> **Provided material**
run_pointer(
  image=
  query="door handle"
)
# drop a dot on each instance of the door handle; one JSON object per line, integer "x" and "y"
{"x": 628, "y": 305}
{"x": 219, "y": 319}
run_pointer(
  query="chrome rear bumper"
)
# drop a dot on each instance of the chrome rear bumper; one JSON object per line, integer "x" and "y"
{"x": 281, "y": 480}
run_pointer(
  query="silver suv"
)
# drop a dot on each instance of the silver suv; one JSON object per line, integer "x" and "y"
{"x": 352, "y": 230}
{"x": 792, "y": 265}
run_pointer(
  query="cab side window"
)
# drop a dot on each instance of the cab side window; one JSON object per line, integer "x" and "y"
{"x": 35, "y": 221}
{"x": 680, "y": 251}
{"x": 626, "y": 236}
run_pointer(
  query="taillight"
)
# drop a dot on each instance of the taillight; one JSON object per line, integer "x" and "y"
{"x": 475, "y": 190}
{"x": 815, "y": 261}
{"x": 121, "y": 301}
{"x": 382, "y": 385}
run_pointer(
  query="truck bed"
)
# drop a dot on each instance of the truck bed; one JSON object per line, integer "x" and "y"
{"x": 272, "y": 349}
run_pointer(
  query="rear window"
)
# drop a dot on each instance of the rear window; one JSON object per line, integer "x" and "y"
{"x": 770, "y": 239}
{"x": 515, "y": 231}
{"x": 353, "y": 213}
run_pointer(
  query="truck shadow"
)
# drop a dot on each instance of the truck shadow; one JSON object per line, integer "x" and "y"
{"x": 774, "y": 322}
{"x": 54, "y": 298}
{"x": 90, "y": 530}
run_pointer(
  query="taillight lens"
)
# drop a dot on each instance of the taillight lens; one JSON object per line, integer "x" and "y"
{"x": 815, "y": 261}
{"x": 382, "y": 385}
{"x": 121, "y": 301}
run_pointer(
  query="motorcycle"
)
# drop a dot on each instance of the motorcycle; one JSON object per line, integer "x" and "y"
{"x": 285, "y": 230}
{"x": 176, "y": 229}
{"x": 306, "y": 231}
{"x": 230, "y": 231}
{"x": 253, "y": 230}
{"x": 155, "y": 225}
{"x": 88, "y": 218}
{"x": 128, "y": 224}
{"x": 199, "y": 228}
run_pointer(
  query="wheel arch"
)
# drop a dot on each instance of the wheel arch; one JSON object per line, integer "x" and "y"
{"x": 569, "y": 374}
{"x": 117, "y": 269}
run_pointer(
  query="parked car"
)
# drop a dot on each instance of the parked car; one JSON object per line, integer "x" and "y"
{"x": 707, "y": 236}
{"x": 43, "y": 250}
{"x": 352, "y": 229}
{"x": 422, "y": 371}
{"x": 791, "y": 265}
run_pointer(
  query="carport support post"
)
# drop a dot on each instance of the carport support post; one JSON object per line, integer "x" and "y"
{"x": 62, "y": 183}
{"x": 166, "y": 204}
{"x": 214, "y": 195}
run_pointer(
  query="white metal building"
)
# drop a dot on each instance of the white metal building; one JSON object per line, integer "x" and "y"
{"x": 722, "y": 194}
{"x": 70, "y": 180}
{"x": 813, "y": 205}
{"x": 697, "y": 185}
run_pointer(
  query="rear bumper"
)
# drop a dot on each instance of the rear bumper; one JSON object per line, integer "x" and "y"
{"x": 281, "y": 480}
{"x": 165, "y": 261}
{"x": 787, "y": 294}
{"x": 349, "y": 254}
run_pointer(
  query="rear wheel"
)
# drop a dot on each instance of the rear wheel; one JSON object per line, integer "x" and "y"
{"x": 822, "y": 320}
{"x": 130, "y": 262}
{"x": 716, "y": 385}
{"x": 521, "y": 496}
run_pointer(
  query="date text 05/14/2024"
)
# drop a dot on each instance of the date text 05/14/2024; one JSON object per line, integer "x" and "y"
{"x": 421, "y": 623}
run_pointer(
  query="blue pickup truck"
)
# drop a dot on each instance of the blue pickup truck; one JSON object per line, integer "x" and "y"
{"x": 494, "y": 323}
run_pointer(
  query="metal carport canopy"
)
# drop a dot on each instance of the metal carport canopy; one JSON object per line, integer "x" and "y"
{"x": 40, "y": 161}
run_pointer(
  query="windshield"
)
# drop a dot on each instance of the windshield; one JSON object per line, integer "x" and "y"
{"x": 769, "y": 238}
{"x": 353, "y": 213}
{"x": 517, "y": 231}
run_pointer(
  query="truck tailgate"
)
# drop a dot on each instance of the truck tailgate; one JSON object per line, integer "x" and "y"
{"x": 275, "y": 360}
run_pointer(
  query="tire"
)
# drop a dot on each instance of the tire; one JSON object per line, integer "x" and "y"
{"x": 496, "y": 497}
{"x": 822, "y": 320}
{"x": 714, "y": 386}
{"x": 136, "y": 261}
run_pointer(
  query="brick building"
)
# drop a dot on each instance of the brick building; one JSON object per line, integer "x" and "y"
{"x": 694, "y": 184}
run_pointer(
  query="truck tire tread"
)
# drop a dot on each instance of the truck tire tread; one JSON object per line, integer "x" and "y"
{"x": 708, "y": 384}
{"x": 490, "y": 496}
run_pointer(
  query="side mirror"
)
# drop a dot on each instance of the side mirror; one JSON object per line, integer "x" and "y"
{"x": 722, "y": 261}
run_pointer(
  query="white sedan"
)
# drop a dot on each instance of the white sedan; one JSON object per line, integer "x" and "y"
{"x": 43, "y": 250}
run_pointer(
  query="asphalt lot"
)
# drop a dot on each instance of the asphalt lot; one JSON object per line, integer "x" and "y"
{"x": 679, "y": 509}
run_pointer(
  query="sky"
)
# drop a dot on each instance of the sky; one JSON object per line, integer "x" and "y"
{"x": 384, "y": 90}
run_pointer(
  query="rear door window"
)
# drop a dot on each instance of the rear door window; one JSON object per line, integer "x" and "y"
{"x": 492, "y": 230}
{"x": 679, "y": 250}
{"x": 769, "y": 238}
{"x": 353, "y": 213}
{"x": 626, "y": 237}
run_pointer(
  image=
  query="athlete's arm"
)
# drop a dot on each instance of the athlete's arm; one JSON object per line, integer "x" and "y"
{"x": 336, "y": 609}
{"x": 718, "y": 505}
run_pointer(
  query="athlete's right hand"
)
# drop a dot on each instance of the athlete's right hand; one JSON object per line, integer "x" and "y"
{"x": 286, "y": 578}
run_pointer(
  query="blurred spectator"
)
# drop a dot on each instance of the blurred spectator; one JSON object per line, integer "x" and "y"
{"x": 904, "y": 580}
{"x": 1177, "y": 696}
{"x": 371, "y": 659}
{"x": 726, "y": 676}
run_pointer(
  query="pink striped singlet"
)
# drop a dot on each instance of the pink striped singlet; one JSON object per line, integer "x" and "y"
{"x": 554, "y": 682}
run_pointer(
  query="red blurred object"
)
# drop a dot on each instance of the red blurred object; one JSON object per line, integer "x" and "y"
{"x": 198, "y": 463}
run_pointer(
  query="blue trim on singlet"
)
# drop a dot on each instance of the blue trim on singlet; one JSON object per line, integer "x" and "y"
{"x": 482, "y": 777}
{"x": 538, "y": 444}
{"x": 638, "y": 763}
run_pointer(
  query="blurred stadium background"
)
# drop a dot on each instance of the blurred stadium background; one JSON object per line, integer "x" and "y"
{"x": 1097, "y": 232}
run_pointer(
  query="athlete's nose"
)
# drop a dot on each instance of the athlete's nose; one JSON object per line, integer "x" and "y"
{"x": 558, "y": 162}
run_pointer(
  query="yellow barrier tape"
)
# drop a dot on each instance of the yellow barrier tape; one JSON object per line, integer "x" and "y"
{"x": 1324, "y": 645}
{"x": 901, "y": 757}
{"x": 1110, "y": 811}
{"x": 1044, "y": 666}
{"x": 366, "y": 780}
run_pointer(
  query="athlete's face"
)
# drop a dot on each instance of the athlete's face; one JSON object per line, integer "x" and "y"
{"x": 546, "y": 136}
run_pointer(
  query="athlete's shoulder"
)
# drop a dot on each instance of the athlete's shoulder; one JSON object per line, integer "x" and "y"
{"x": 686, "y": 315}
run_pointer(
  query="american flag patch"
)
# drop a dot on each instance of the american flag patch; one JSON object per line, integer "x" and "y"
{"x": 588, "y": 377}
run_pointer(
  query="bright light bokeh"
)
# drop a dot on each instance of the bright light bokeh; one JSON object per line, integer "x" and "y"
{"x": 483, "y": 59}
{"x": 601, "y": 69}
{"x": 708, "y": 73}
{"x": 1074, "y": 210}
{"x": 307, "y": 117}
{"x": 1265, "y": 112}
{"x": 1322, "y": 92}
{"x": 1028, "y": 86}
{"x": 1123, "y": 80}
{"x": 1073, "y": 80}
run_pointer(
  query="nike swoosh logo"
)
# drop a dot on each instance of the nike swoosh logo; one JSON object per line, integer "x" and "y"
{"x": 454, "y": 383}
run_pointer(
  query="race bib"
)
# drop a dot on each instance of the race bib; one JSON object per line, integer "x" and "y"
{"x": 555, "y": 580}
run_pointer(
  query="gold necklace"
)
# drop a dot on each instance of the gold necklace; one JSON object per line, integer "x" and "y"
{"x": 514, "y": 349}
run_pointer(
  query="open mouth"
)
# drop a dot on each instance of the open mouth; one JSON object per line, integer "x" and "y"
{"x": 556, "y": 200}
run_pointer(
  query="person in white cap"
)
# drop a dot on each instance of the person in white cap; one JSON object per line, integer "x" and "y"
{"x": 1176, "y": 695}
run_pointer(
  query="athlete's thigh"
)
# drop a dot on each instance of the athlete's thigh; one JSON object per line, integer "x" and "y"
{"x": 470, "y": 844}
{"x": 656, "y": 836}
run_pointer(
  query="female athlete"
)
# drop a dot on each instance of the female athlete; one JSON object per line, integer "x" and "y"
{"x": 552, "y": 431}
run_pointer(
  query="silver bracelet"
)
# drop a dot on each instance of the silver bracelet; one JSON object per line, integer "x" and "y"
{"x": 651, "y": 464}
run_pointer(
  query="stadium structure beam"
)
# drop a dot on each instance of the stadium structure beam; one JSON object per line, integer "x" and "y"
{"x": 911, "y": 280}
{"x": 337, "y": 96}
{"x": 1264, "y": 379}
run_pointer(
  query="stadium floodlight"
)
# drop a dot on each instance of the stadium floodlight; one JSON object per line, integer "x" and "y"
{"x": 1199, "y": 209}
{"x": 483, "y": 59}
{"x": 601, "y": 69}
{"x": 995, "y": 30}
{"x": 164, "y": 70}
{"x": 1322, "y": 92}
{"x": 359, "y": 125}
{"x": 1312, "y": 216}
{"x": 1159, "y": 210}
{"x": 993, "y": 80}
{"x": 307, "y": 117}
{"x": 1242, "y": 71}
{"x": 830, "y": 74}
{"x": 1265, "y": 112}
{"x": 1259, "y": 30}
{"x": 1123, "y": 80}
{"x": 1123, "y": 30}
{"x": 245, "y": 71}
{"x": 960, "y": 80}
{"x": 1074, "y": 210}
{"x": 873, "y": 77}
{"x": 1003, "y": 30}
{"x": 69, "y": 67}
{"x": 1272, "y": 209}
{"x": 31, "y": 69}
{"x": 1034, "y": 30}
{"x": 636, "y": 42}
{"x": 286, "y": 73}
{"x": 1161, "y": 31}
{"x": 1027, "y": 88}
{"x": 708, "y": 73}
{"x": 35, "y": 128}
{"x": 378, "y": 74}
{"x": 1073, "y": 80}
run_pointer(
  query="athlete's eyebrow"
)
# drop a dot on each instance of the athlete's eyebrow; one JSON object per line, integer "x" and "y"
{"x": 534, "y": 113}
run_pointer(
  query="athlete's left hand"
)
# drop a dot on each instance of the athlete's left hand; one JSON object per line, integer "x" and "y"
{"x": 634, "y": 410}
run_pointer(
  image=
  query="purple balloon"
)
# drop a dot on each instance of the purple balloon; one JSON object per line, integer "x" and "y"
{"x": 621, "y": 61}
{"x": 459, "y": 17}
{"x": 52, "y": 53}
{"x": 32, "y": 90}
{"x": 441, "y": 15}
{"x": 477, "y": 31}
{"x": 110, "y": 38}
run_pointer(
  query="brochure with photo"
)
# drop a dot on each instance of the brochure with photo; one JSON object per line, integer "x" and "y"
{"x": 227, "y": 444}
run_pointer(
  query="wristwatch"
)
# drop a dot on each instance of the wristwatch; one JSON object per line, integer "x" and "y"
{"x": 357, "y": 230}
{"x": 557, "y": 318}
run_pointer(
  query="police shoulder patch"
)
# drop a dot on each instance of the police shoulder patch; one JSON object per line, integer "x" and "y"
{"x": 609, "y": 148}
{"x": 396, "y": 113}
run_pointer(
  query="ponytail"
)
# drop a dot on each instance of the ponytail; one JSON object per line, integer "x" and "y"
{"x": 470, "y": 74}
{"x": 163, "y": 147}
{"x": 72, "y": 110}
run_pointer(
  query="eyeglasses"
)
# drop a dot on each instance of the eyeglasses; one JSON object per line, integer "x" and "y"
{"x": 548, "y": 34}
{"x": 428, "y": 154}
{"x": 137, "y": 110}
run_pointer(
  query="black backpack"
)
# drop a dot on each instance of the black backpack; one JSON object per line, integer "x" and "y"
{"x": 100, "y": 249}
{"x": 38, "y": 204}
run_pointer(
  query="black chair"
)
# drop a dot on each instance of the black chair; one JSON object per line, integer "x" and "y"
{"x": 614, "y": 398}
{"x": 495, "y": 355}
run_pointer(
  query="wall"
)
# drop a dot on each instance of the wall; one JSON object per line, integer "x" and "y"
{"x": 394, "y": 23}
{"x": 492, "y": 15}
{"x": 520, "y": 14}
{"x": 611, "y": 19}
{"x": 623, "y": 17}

> **Goal of the exercise**
Select every line above that contains the string "pink", and copy each one in full.

> **Result of the exercise**
  query="pink striped singlet"
# drop a dot on each instance of the pink striped singlet; one JSON object per line, integer "x" and "y"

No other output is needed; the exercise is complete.